Output all entries verbatim. Skip pictures.

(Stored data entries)

▬▬▬▬▬▬▬▬▬▬

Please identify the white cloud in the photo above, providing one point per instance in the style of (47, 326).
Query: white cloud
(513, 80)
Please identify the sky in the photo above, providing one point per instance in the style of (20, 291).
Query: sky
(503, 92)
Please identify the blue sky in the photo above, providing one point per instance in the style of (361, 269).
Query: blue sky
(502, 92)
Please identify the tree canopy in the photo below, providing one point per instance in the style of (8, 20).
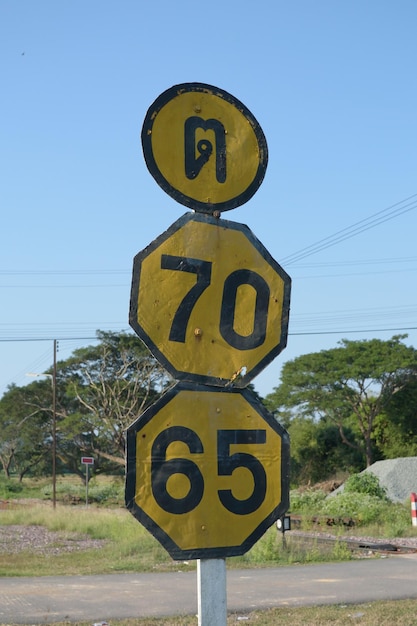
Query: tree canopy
(100, 390)
(351, 386)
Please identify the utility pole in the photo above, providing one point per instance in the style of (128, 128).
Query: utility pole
(54, 429)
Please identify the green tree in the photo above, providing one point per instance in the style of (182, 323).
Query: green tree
(106, 388)
(350, 386)
(396, 429)
(100, 390)
(26, 429)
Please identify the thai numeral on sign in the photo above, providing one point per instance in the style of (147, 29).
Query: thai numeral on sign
(162, 469)
(236, 279)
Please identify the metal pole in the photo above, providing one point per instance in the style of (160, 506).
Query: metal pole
(54, 430)
(211, 583)
(86, 485)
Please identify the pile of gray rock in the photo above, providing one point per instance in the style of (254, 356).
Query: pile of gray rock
(397, 476)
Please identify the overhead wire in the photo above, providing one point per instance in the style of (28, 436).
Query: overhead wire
(380, 217)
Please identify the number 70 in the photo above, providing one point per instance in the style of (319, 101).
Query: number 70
(202, 270)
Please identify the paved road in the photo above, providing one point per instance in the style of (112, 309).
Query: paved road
(99, 598)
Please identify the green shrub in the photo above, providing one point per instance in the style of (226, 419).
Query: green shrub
(308, 502)
(363, 508)
(366, 483)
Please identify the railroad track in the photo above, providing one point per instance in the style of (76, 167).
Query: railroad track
(355, 545)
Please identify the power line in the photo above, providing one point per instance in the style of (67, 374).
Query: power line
(355, 229)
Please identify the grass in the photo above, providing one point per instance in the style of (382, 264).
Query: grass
(397, 613)
(129, 547)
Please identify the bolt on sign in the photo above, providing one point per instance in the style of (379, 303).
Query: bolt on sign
(204, 147)
(207, 465)
(207, 470)
(210, 302)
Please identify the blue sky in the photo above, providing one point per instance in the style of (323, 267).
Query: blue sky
(331, 83)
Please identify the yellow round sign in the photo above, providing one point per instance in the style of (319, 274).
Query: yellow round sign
(207, 471)
(204, 147)
(210, 302)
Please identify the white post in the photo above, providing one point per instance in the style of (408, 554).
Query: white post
(211, 582)
(414, 509)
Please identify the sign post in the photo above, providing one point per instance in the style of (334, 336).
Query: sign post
(207, 468)
(87, 461)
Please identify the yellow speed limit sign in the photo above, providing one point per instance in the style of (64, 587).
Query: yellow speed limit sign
(210, 302)
(207, 471)
(204, 147)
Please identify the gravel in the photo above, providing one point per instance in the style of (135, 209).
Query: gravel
(40, 540)
(398, 476)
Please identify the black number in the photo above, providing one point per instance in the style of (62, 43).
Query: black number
(203, 271)
(231, 285)
(227, 463)
(204, 147)
(162, 469)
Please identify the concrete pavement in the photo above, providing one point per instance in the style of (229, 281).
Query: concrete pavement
(106, 597)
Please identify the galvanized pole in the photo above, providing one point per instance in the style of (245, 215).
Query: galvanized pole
(54, 429)
(212, 596)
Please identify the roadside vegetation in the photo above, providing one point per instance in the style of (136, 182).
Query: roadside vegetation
(398, 613)
(125, 546)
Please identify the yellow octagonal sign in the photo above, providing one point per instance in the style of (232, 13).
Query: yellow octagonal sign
(210, 302)
(204, 147)
(207, 471)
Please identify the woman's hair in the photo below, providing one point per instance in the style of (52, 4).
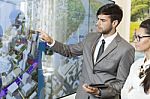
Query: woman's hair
(146, 81)
(146, 24)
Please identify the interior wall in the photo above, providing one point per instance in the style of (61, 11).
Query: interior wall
(124, 27)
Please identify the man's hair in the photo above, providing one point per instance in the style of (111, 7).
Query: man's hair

▬▬▬▬▬▬▬▬▬▬

Response to the exercise
Please identify the white cloud in the photo above, providing one point per instance in the style of (47, 326).
Query: white cloud
(513, 80)
Please identify the sky in the photo above, providing one point per instance in the style of (20, 291).
Query: sky
(503, 92)
Please identify the blue sky in the photo above, providing one point per instance in the style of (361, 269).
Query: blue sky
(502, 92)
Please identify the tree canopy in the photo below, providing one point per instance in the style of (8, 20).
Query: tree canopy
(100, 390)
(351, 386)
Please identify the utility pole in the photo above, providing one point per instance in the style of (128, 128).
Query: utility pole
(54, 429)
Please identify the green tree in the photo above, providing one point per instance in the style of (182, 323).
Query: green tree
(106, 388)
(350, 386)
(396, 429)
(100, 390)
(26, 429)
Please identify the thai numeral on sign in the photo above, providing one point per instance in the style of (147, 29).
Query: thai numeral on sign
(162, 469)
(236, 279)
Please identify the metal pole in the photo above, providing one point per instance in the style of (160, 506).
Query: metal pole
(54, 430)
(211, 583)
(86, 485)
Please identify the pile of gray rock in the photo above, providing one point per instance in the style of (254, 356).
Query: pile of gray rock
(397, 476)
Please identify the overhead wire in the photo above, providing one point per instance in the style of (28, 436).
Query: overhead wire
(380, 217)
Please identify the number 70 in the photo above, providing one point per instance in the style of (319, 101).
Query: number 70
(202, 270)
Please identify the paved road in the photo above, providing one point per instance in the style of (112, 309).
Query: paved road
(99, 598)
Please identify the green shrub in the photo above, providing one point per instance in the style of (226, 419).
Query: green shrub
(308, 502)
(363, 508)
(366, 483)
Please identify the railroad track in the photo above, providing one point per instance in the style of (76, 167).
Query: railroad track
(355, 545)
Please identify the power line in the photo above, providing one point per instance in the style of (67, 374).
Query: power line
(355, 229)
Please identify the grass in the photo above, providing one point per instance in the style of (382, 264).
Query: grass
(397, 613)
(129, 547)
Please identify the bolt on sign in the photo above, providing one point per instance in the style of (379, 303).
Query: bolt on sign
(204, 147)
(207, 465)
(207, 470)
(210, 302)
Please identify the blue sky in the photo above, providing one point per instance in the style of (323, 267).
Query: blue sky
(331, 83)
Please identify the yellow round sign in the photo above, providing one point per instance in the style of (319, 274).
Query: yellow round sign
(207, 471)
(204, 147)
(210, 302)
Please identify the white post in the photo above, providing one point per instance in the style of (408, 554).
Query: white post
(211, 582)
(414, 509)
Please identify the sign post in the photo above, providing one point per instance in the style of (334, 336).
Query: sign post
(207, 468)
(87, 461)
Please identify the yellow speed limit sign in the photo above, providing one point per instance in the style of (64, 587).
Query: yellow speed limit sign
(210, 302)
(207, 471)
(204, 147)
Please identify the gravel in the photo above, providing one point per instance in the style of (135, 209).
Query: gravel
(40, 540)
(398, 476)
Please identify the black number in the photo above, providing one point per instance in the style of (62, 43).
Query: black number
(203, 271)
(231, 285)
(227, 463)
(204, 147)
(162, 469)
Please identify the concrete pavement in the photo above, providing one point per instance in the style of (229, 281).
Query: concrete pavement
(106, 597)
Please identify the galvanized pole in the photo above, providing one point per instance in the style of (245, 215).
Query: galvanized pole
(54, 429)
(212, 596)
Please identify the roadside vegetation in the photo above, providing one point per instance in the style of (136, 182).
Query: roadside vegetation
(398, 613)
(125, 546)
Please identify the yellow octagonal sign in the photo above, providing one point per instance in the style of (232, 13).
Query: yellow octagonal sign
(210, 302)
(204, 147)
(207, 471)
Please identify the woman's hair in the photo below, providing one point per instance in the style of (52, 4).
Query: woman's hair
(146, 81)
(146, 24)
Please identify the interior wall in the photo above, providing one point per instance in the style of (61, 11).
Query: interior wall
(124, 27)
Please identify the man's hair in the photo above, providing one point per instance in the style of (111, 7).
Query: man's hair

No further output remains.